(Records from a point labeling set)
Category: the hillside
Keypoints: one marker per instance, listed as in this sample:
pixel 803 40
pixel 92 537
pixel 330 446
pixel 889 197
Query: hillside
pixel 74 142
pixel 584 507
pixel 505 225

## TASK TO COMPLETE
Show these lines as a Markdown table with the columns "No." and "Line", giving each line a row number and leaving out blank lines.

## RIGHT ANSWER
| No. | Line |
|---|---|
| 1 | Category: the hillside |
| 2 | Keypoints: one marker per instance, listed as in this sample: |
| 3 | pixel 803 40 |
| 4 | pixel 92 537 |
| 5 | pixel 330 446 |
| 6 | pixel 889 197 |
| 7 | Query: hillside |
| 8 | pixel 74 142 |
| 9 | pixel 584 507 |
| 10 | pixel 505 225 |